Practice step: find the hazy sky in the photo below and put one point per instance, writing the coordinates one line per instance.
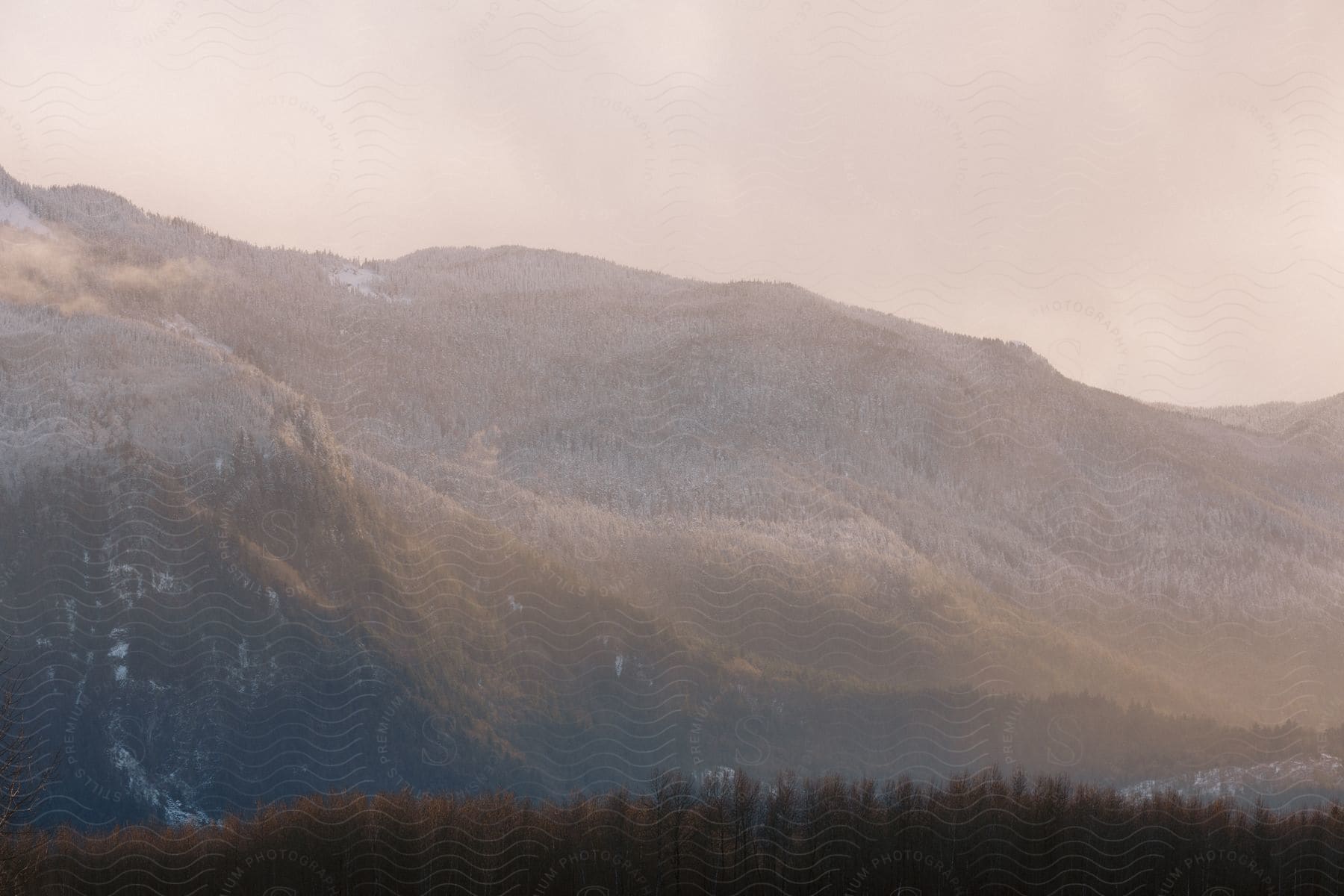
(1145, 193)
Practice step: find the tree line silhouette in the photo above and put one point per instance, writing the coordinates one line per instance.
(719, 833)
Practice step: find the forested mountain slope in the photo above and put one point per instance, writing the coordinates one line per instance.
(477, 516)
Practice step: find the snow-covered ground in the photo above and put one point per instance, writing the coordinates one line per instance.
(186, 328)
(1324, 773)
(362, 280)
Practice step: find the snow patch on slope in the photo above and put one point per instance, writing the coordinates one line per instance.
(184, 328)
(361, 280)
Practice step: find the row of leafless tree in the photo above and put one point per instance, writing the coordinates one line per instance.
(724, 833)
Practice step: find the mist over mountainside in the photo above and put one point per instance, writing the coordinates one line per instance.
(277, 521)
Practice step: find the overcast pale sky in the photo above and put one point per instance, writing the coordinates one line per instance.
(1145, 193)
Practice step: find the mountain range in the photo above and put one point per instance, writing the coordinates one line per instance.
(276, 521)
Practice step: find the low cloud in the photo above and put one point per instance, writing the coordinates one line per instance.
(77, 280)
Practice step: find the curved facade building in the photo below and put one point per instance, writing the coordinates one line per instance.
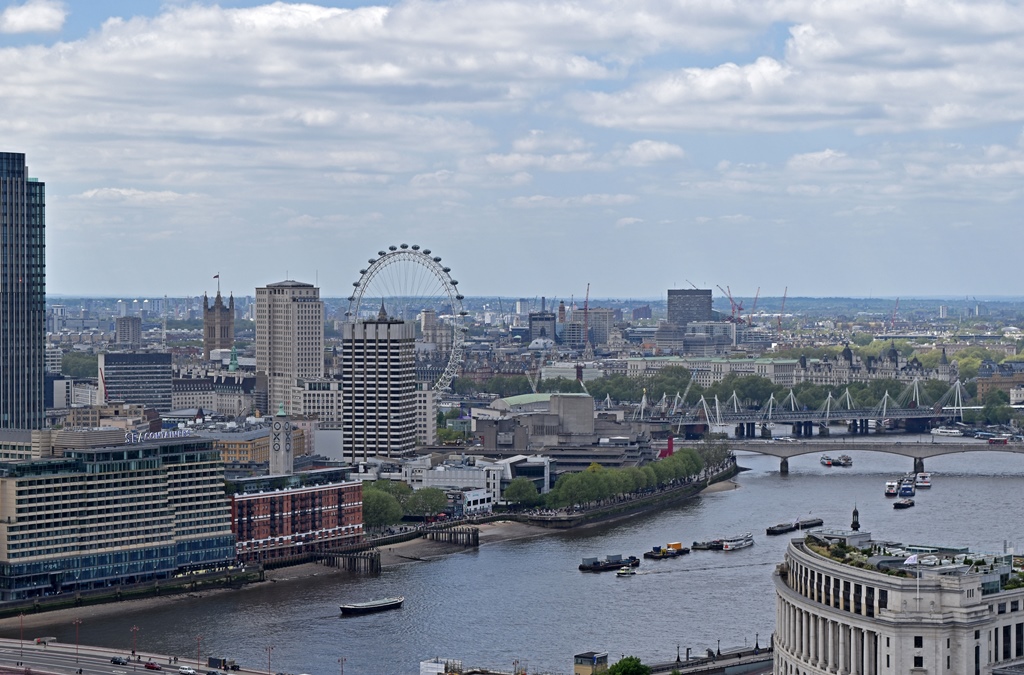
(876, 615)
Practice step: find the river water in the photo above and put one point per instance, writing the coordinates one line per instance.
(524, 600)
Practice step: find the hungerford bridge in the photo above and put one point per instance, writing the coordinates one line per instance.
(907, 411)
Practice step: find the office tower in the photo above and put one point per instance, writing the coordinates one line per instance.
(289, 338)
(378, 379)
(218, 324)
(686, 305)
(128, 332)
(137, 378)
(23, 295)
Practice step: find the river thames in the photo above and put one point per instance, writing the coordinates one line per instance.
(524, 600)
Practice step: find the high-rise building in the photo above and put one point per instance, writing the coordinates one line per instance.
(378, 377)
(122, 513)
(289, 338)
(687, 305)
(128, 332)
(218, 324)
(23, 287)
(144, 378)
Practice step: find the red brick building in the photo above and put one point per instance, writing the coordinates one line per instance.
(282, 522)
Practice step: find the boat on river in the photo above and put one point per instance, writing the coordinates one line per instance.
(713, 545)
(673, 550)
(373, 605)
(608, 563)
(737, 542)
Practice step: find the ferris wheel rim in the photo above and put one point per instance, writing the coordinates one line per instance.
(422, 257)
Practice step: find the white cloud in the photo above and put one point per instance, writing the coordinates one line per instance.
(34, 16)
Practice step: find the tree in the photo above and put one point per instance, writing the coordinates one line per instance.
(77, 365)
(629, 666)
(380, 509)
(521, 491)
(428, 501)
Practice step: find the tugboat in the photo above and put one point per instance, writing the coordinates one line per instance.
(673, 550)
(608, 563)
(737, 542)
(713, 545)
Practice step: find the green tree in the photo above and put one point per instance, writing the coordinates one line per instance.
(629, 666)
(521, 491)
(77, 365)
(380, 509)
(425, 502)
(400, 491)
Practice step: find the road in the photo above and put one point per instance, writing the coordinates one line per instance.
(62, 659)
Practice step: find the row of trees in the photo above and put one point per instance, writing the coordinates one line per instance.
(386, 502)
(598, 482)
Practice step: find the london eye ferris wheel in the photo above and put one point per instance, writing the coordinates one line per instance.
(412, 284)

·····

What to produce: Each line from the one containing "Practice step: find the boat" to the end of the records should be echoed exactly, and no other line.

Exercise result:
Practice step: find the boat on river in the photo above and put one point per instance, writing the coordinates one line per instance.
(713, 545)
(673, 550)
(373, 605)
(608, 563)
(737, 542)
Practice step: find the ferris wheel rim in the photo above and put one point per instance, writing the coordinates one line per instance.
(422, 257)
Practice step: find the white cloud in the photo above and put one point per instance, writing the coordinates one line per instance.
(34, 16)
Practice step: find the tree in the photo above and put one point per instance, writing the coordinates one line per instance.
(77, 365)
(629, 666)
(380, 509)
(521, 491)
(428, 501)
Practice step: find the tugboat in the photo above and put one point per instance, writing the coordinates one line per instance.
(673, 550)
(608, 563)
(737, 542)
(713, 545)
Practice step: find the green tree in the photo above and put one point per instance, writing the coordinates one line per instance.
(629, 666)
(521, 491)
(77, 365)
(380, 509)
(425, 502)
(400, 491)
Practice step: find the road in the photo above and put one point per instance, writing the coordinates one line per instance.
(62, 659)
Practice step: find the row of trees in the photo above and put one point per instance, writing the coordinates one line per instance.
(386, 502)
(598, 482)
Practice step: find the london eye ferris wheel in the photo above and put one point per instance, writing the coordinates one line per instance.
(412, 284)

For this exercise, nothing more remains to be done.